- [WHAT YOU NEED TO DO]:
#1 In the astronomy course page, condense the paragraph starting "An introduction to the science of astronomy" into a short bulleted list that keeps its main facts.
#2 Carry on the astronomy course page from the point where it stops.

- [DOCUMENT TEXT]:
((

Skip to main content

Astronomy Course Offerings

The following course information is provided for your convenience. Schedules are subject to change and should be checked on LORIS, where location information can also be found.

All astronomy courses are 0.5 credit.

2017/18 Proposed Course Offerings

Fall 2017

AS101: Astronomy I: Our Place in the Cosmos (lecture)
AS101: Astronomy I: Our Place in the Cosmos (online)

Winter 2018

AS101: Astronomy I: Our Place in the Cosmos (lecture)
AS101: Astronomy I: Our Place in the Cosmos (online)
AS102: Astronomy II: Journey Through the Cosmos (online)

Spring 2018

AS101: Astronomy I: Our Place in the Cosmos (online, Intersession: May/June)
AS102: Astronomy II: Journey Through the Cosmos (online, Summer session: July/August)
PC310B: Planetary and Space Science (lecture)

Course Descriptions

AS101: Astronomy I: Our Place in the Cosmos

An introduction to the science of astronomy, the process by which we develop astronomical principles and the application of these techniques to gain a modern understanding of our solar system. Topics covered include the historical development of astronomy, understanding the night sky, Newton's law of gravitation, light and telescopes, and a detailed study of the solar system. New data from recent explorations of Mars, Saturn and other celestial objects will be discussed.
May be offered in the classroom, 3 lecture hours, or as an online course.
Exclusion: AS105

AS102: Astronomy II: Journey Through the Cosmos

A journey beyond our solar system to develop a modern understanding of other stars, galaxies and the structure, origin and fate of the universe. Includes an introduction to basic concepts of relativity and quantum mechanics, lives of stars, evolution of galaxies, Hubble's law and the Big Bang. Objects such as black holes, supernovae, pulsars, dark matter and wormholes are encountered and studied along the way.

))

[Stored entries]
((

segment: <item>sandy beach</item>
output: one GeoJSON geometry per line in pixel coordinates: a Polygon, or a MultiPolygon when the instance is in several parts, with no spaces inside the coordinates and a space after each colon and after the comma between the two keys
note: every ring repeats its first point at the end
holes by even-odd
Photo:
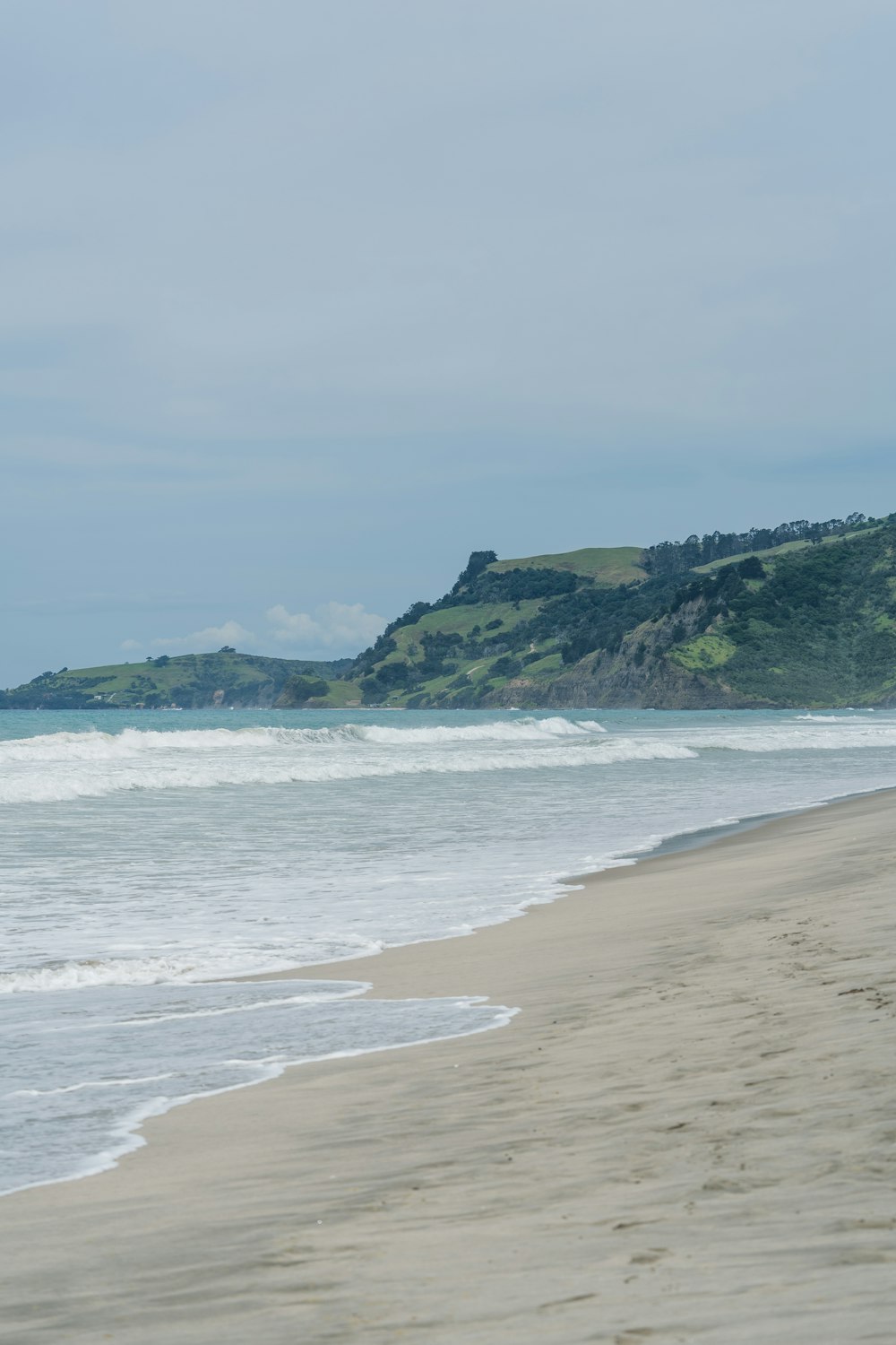
{"type": "Polygon", "coordinates": [[[892,1342],[896,796],[339,963],[501,1029],[180,1107],[0,1201],[0,1338],[892,1342]]]}

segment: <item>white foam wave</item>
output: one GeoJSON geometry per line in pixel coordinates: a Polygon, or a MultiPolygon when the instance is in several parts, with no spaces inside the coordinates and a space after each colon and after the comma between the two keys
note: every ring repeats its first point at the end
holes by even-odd
{"type": "Polygon", "coordinates": [[[431,725],[422,729],[392,729],[387,725],[359,725],[359,737],[368,742],[395,746],[420,742],[543,742],[551,738],[592,737],[607,730],[596,720],[498,720],[490,724],[431,725]]]}
{"type": "Polygon", "coordinates": [[[685,760],[701,751],[896,746],[892,720],[801,714],[775,724],[607,733],[562,716],[392,728],[187,729],[52,733],[0,742],[0,803],[51,803],[129,790],[298,784],[685,760]]]}
{"type": "Polygon", "coordinates": [[[5,744],[15,746],[19,759],[17,769],[7,761],[0,802],[62,802],[125,790],[326,783],[693,756],[689,748],[661,738],[617,737],[596,722],[562,718],[458,725],[445,733],[447,737],[438,728],[344,725],[185,733],[126,729],[121,734],[52,734],[52,742],[16,740],[5,744]],[[467,729],[477,736],[465,736],[467,729]],[[32,744],[38,756],[27,760],[32,744]]]}
{"type": "Polygon", "coordinates": [[[81,1084],[67,1084],[64,1088],[16,1088],[11,1098],[56,1098],[63,1092],[82,1092],[85,1088],[133,1088],[134,1084],[154,1084],[163,1079],[173,1079],[172,1071],[164,1075],[136,1075],[133,1079],[86,1079],[81,1084]]]}

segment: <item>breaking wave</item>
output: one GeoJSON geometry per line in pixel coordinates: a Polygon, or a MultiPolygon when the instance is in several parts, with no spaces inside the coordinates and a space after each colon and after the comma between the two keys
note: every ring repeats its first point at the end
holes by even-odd
{"type": "Polygon", "coordinates": [[[0,744],[0,802],[99,798],[122,790],[326,783],[681,760],[686,745],[609,734],[595,721],[520,720],[447,728],[195,729],[54,733],[0,744]]]}
{"type": "Polygon", "coordinates": [[[129,790],[610,767],[688,760],[703,752],[892,746],[892,722],[836,714],[798,714],[731,729],[677,725],[664,733],[609,733],[596,720],[560,716],[407,728],[91,729],[0,742],[0,803],[51,803],[129,790]]]}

))

- [RESULTS BY TASK]:
#1
- Introduces the science of astronomy, how its principles are developed, and how these techniques build a modern understanding of the solar system
- Topics: the history of astronomy, the night sky, Newton's law of gravitation, light and telescopes, and a detailed study of the solar system
- Covers new data from recent explorations of Mars, Saturn and other celestial objects

#2
May be offered in the classroom, 3 lecture hours, or as an online course.
Prerequisites: AS101
Exclusion: AS105

PC310B: Planetary and Space Science

This is an introductory course in planetary and space science. We will study the basic physics, structure, morphology and evolution of each planet separately, including comets, asteroids, and meteorites, Kuiper belt and Oort cloud. We will address the most recent theories of the Solar System formation and evolution hypotheses as a whole, and we will touch briefly upon all the known theories from the tidal theory to the most recent re-emergence of the nebular hypothesis. We will also examine the corresponding outstanding issues, as well as the solar evolution hypothesis. Finally, we will discuss in a fair amount of detail the most important up to date deep space missions, their findings, and their importance in the understanding of our neighborhood as a whole. It must be emphasized that this is a totally different course than AS101 and AS102.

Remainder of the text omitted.